> [STUDY TEXT]
___

I Helped Thousands of Migrants at the U.S. Border

On a hot September afternoon in 2023, my cousin called me with urgent instructions: "Load up your truck with water and bring your bag of tricks," she said. "There are hundreds out here."

My "bag of tricks" was my first-aid kit. And the "hundreds" were migrants who'd crossed a well-known gap in the border fence, hoping to claim asylum in the United States. I live near Jacumba, a high desert outpost on the Mexican border, about 70 miles east of San Diego.

In recent months, we'd heard about migrants paying smugglers to drop them at this spot. I'd even seen one of the camps myself after I encountered a panicked Turkish woman on the road. She'd lost track of her teenage son and daughter after being sent to the hospital, most likely suffering from dehydration or just sheer exhaustion.

This woman, like so many others, couldn't get an appointment at the official border crossing in Tijuana and had heard that Jacumba was a good Plan B. They didn't realize they might have to spend days in the desert without shelter, waiting for border patrol to take them into custody.

At 61, I was supposed to be settling into retirement. I was also recovering from a severe case of Covid and grieving the deaths of two close relatives from the virus. After a few years of living in Phoenix, I craved putting my feet down on the land I'd known for most of my life.

I returned to California and settled into an adorable home with a balcony, where I could watch the sunset over the mountains and the stars twinkle at night. I hoped the quiet beauty and isolation might heal me. Then my cousin called.

I had no medical training beyond basic first aid. But I'd raised three adventurous boys in this backcountry, an hour away from the nearest hospital. You figure things out.

Karen Parker Immigrant US
Karen Parker (L) helped thousands of migrants seek aid in the course of five months. A mother and her son, pictured by Karen, after arriving in the U.S. (R). Karen Parker

The first order of business was to collect supplies for these newcomers—sometimes up to 500 people a day. On Facebook, I implored friends to empty their medicine chests.

Soon, goods began to arrive: bags of cold medicine, tents, blankets, sun hats, and even a mysterious case of Spaghettios. As fall turned to winter—and I saw more families waiting longer to be picked up—I started asking for diapers, formula, and warmer clothing.

If we didn't have supplies, we improvised. I turned bedsheets into bandages to cover the deep skin sores afflicting people who'd been bitten by parasitic flies in the Panamanian jungle. I discovered that tampons and maxi pads worked well on lacerations from razor wire.

I treated scorpion bites, infected cuts, sprained ankles, dehydration and hypothermia. When ambulances wouldn't come to the camps, I'd drive people suffering from heart attacks, seizures, head injuries, broken arms, and rattlesnake bites to a pick-up point on the highway.

Occasionally, I got pushback from border patrol agents who questioned my qualifications—and why I was there.

"Well, I'm all you got right now," I'd fire back. "I'm passing out feminine hygiene products, and I found this guy. His foot is in bad shape. There's also a woman who looks like she's about to go into labor." So I stayed.

___

[Dataset excerpts]
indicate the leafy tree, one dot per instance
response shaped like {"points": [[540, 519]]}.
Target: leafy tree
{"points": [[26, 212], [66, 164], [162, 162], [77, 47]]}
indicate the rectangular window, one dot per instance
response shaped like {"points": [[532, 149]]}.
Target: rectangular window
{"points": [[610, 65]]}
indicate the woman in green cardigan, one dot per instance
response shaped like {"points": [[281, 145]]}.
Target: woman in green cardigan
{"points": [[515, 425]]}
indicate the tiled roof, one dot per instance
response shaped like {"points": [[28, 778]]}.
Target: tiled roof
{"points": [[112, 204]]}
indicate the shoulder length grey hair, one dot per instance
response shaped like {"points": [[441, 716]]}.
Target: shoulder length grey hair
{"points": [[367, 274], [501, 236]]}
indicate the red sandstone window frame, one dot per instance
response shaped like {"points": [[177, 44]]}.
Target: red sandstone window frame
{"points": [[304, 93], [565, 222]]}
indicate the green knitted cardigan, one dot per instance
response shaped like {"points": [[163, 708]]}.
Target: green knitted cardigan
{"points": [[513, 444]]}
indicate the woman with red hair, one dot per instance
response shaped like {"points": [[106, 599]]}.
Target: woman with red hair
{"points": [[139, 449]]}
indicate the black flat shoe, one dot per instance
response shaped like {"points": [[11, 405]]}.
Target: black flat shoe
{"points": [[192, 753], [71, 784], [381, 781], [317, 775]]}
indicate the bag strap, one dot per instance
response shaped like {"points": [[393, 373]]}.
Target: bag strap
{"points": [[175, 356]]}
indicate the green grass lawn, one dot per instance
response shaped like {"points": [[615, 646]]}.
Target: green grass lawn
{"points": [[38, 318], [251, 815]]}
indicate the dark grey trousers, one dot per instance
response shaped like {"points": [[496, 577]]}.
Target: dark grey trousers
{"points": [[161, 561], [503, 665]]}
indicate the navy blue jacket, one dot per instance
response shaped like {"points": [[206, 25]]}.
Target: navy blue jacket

___

> [SET OF TASKS]
(1) Answer these from the text about aiding migrants near Jacumba:
(a) About how far from San Diego is Jacumba, and in which direction?
(b) What items did the narrator find worked well on lacerations from razor wire?
(c) How old was the narrator when this began?
(2) Carry on the text about aiding migrants near Jacumba, starting after its final sentence.

> [RESULTS IN ORDER]
(1)
(a) About 70 miles east of San Diego.
(b) Tampons and maxi pads.
(c) 61.

(2)
After working mostly by myself for two months, I organized volunteer shifts with medical students and coordinated donations with local nonprofits. Some nights, I was so tired I'd crash on my couch and fall asleep in my clothes—my ankles swollen and my arthritis flaring up. But by morning, I wanted to get back to the camps to make sure people had made it through the night in freezing temperatures and piercing winds.

The people I was helping came from across the globe: India, Sudan, China, Brazil, Venezuela, and so many other places. I often relied on my phone's translation app to communicate.

Still, it always surprised me how natural it felt to connect with these strangers. They'd smile and greet me each morning, their children emerging from makeshift shelters to play with my overly friendly terrier mix "Lilli."

The teens among them would ask me for "selfies." Sometimes I'd let the unaccompanied minors hang out in the backseat of my truck and let them watch YouTube on my phone.

I also learned some of their stories: The Turkish woman's house had collapsed on her during the 7.8 magnitude earthquake last year. A young Russian man said he refused to fight "Putin's war." I met so many beautiful and brave people who had survived horrific circumstances and who had walked into an unknown country with nothing more than a small backpack.

They were so vulnerable and dependent on us volunteers. But their energy was contagious. As the months passed, I started to feel stronger and more hopeful about my own life.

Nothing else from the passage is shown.